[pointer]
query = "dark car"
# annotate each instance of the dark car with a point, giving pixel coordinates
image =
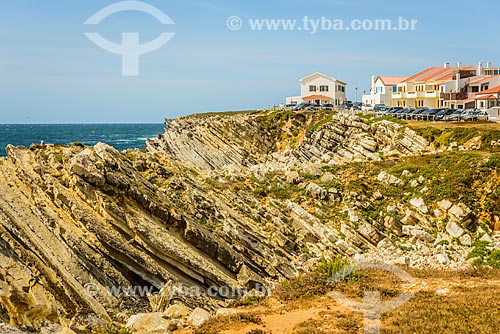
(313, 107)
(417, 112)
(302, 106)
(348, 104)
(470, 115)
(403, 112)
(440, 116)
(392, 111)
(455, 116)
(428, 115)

#####

ASSIGNMENT —
Copy out every entry above verbatim. Leave each picture out.

WRITTEN SOLUTION —
[pointer]
query = "dark car"
# annotate each instance of the dark car with a point, giving pixel coordinates
image =
(313, 107)
(417, 112)
(302, 106)
(348, 104)
(470, 115)
(403, 112)
(440, 116)
(392, 111)
(455, 116)
(428, 115)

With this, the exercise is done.